OCEAN CITY, Md. (WJZ) — A Maryland public defender is calling for Ocean City Police to implement the use of body-worn cameras following a viral video of the arrest of four teens on the boardwalk.

In a letter to Mayor Rick Meehan and Chief of Police Ross C. Buzzuro, Chasity Simpson called for the police department to begin implementing the use of body cameras.

READ MORE: ACLU, NAACP Demand Investigation After Video Shows Ocean City Police Officers Using Force To Arrest Teens Accused Of Vaping On Boardwalk

Around 8:30 p.m. on June 12, officers saw a large group — among them were 19-year-old Brian Anderson, 18-year-old Kamere Day, 18-year-old Jahtique Joseph John Lewis and 19-year-old Khalil Dwayne Warren — allegedly vaping along the boardwalk. A local ordinance prohibits smoking and vaping outside of the designated areas.

The officers allegedly asked the group to stop vaping, but as the group was leaving, officers saw one person continue to vape.

*Instructions to follow*: Continue the news report on the Ocean City boardwalk arrests, starting after its last sentence.

*Dataset extract*:
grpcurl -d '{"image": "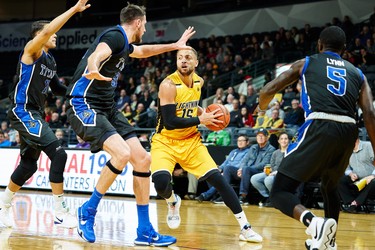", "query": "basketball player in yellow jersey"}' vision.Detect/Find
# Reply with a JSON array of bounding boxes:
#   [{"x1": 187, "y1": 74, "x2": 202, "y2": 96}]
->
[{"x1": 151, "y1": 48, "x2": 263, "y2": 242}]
...
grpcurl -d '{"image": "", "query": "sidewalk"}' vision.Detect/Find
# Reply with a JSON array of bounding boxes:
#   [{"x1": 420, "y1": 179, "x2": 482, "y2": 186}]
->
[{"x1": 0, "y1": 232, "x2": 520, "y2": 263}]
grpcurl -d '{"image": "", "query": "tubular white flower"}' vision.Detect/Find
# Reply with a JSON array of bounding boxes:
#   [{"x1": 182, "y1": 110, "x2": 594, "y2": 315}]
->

*Response to the exercise*:
The encounter escalated and the officers began to arrest the teens. But it was their use of force that created controversy. Video of the arrests shows one of the teens being tased while holding his hands up and another shows an officer being kneed in the side, while he was already restrained.

Simpson stressed in her letter, that police use of excessive force is common on the Eastern Shore.

READ MORE: Another Teen Reports Violent Arrest Over Vaping In Ocean City; Governor Hogan Calls Videos ‘Disturbing’

“The video of Ocean City police tasing, kneeing, and restraining Black youth for purportedly violating a smoking ordinance is disturbing, but sadly not isolated. My office regularly represents individuals who are stopped for a minor violation that escalates due to police conduct. What is unique about this interaction is that a private citizen was brave enough to record the mistreatment and to publicize the video.” Simpson wrote. “Oversight and accountability of police conduct should not require recordings by private citizens.”

The Maryland legislature passed Senate Bill 71, which will require Maryland law enforcement agencies to mandate body-worn cameras and implement a policy by July 2025.

Simpson asked that Ocean City police adopt this measure sooner. She said it would not only help hold police accountable but could also improve police relations with community members and tourists.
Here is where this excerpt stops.